____ TEXT PASSAGE
Sunday, August 19th, 2007

It seems like colleges start earlier and earlier each year — but in the Midwest, at least, a number of colleges and universities started this past week or will this coming week (I know many schools back East and on the West Coast start after Labor Day). And with the beginning of the fall semester comes the transition for thousands of students from high school to college. Currently, I am working with a number of families and I have several friends who have students in this life stage.

Given that I went to college for ten years (four years bachelors, two years masters, and four years of doctoral coursework) and that I have taught undergraduate and graduate level courses, I think I am pretty qualified to talk about those behaviors that lead to success in the classroom. So let’s look at habits and choices which lead to academic success in college.

1. Go to class (and show up at least five minutes early). This is a no-brainer, but many students who are transitioning from high school are looking forward to the “freedom” of college — that they don’t “have to” go to class and no one is checking up on them. Successful students go to class. And showing up early does a number of things — it allows some for something to go wrong and still get to class on time, it shows the teacher class is important to you and you want to hear everything they have to say, it provides the opportunity to interact with other students and build some friendships, and it prevents you from coming in late to class, interrupting the instructor and irritating them (not good if you are on the bubble at the end of the semester between a C/B or B/A).
________
____ DATASET ROWS
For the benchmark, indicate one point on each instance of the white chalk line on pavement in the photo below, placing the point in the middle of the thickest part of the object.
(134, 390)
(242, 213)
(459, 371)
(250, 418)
________
**TASKS TO PERFORM**
- 1) In the text on college success habits, how many years of doctoral coursework does the writer report completing?
- 2) Write what comes next in the text on college success habits, starting after its final sentence.
These entries have no connection to the text about college success habits.

**ANSWERS TO THE PROBLEMS**
- 1) Four years.

- 2)
2. Stay awake in class and pay attention. Going to class and sleeping is little better (and for irritating the instructor, its worse) than not going to class. So this means you either need to get enough sleep (a major challenge for many college students) or loading yourself with enough caffeine to stay awake. Take a hint from an instructor — what the professor says in class is what is important to them about the topic and is much more likely to be on the exam. Plus, if you use the words and language the instructor does, you are more likely to get points on an exam.

3. Keep current in your reading. Besides not going to class regularly (especially those 8 a.m. “gen ed” classes), getting behind in your reading assignments is probably the next big error students make. A professor’s lectures are usually focused on the reading for the day — so to get the maximum benefit of the lecture, it is helpful to have some idea what she or he is talking about. In high school you may have been able to coast and just get the material from the lectures; in college, trying to learn without doing the reading is asking for trouble [trust me, you can believe me now or you can believe me after you get your first D or F in your life on an exam.]

4. Review your class notes at least once a week. (For those students who are really serious about learning, review and correct/clarify your notes after each class.) Exams will cover and emphasize material covered in class. Keeping familiar with the information and reviewing it periodically will make it significantly easier to remember for tests (as opposed to cramming 20 pages of notes the night before the exam). This habit is probably the one that will be new to most students, and also which will be most helpful. Many tests in college are not just “regurgitate the material”; they ask you to think about and synthesize the concepts. So to be able to do this, you have to know the basic information “cold”. For example, instructors are no longer going to ask you to “cite the four major political events leading up to the Civil War” but they may ask you to “compare the major political events which led to the Civil War with parallel political issues in our culture today.” If you have trouble remembering the facts, you will struggle with coming up with an answer that makes sense.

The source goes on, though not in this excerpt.